* [PROBLEM]: Please restate, word for word, the lines below that begin at the one with "Target: hillside vegetation" and end at the one with "Target: stream below falls". Leave out all other lines.

==*==

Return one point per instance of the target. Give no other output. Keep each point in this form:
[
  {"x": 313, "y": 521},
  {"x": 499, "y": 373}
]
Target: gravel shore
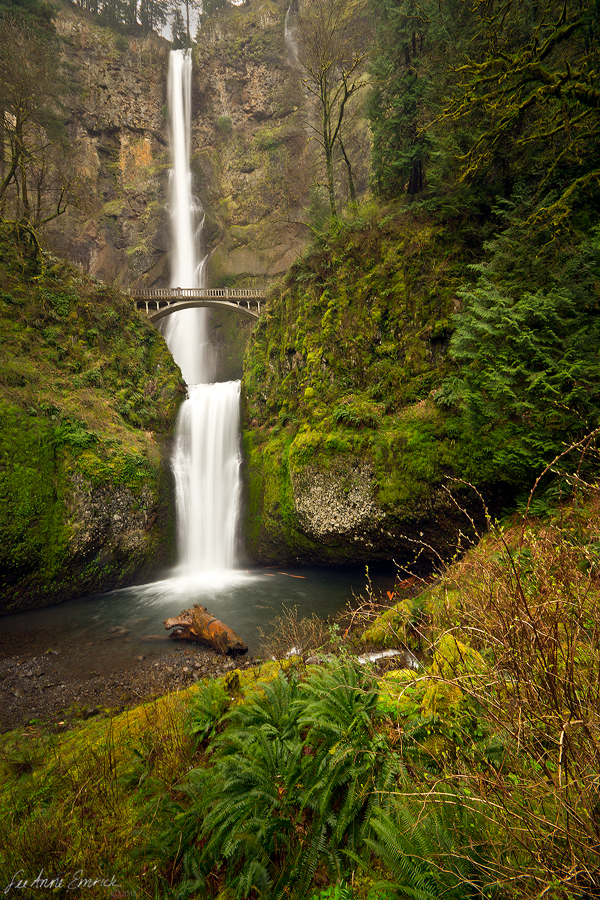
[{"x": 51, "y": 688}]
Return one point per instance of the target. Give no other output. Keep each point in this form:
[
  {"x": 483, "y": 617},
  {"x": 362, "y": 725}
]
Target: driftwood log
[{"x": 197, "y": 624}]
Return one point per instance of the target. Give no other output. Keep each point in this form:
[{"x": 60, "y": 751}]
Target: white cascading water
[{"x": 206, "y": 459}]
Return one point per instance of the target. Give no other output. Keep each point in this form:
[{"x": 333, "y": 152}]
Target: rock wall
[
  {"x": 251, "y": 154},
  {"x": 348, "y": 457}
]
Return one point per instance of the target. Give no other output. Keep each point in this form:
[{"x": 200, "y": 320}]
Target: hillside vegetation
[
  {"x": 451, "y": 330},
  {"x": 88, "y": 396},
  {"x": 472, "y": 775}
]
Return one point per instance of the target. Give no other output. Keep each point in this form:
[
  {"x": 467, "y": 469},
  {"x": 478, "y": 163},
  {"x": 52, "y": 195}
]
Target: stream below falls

==*==

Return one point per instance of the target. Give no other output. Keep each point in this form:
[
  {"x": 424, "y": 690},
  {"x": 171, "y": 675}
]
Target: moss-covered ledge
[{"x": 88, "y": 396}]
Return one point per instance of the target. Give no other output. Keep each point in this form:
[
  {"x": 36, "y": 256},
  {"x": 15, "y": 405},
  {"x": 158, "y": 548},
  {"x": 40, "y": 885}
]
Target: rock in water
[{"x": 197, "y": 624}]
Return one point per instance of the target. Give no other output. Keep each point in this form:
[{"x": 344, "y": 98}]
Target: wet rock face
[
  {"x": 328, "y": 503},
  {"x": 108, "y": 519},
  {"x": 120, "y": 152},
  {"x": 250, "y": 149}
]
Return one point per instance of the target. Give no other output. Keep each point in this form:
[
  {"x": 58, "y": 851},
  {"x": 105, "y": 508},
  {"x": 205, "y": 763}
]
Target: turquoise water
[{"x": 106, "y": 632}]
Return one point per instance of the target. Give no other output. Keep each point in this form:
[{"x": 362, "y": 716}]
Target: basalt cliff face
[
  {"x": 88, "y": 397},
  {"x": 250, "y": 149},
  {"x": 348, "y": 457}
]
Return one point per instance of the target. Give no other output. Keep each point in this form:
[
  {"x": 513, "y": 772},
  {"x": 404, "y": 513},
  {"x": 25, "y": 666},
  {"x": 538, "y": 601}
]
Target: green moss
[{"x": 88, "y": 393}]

==*==

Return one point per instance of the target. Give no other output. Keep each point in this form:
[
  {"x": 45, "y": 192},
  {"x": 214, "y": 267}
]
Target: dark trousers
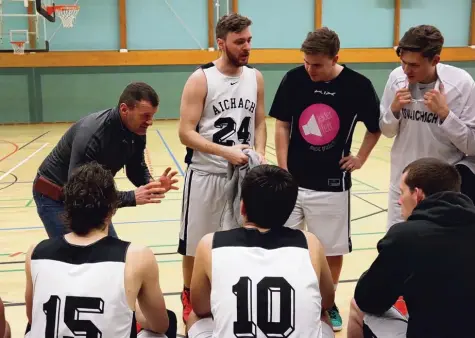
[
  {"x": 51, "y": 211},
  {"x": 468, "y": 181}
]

==*==

* [SOLUTION FOR THIS TASK]:
Target: hillside vegetation
[
  {"x": 451, "y": 330},
  {"x": 88, "y": 396},
  {"x": 472, "y": 775}
]
Return one point per instance of the target. Give no other output. Keep each point in this form:
[
  {"x": 467, "y": 469},
  {"x": 478, "y": 163},
  {"x": 52, "y": 195}
]
Target: stream below falls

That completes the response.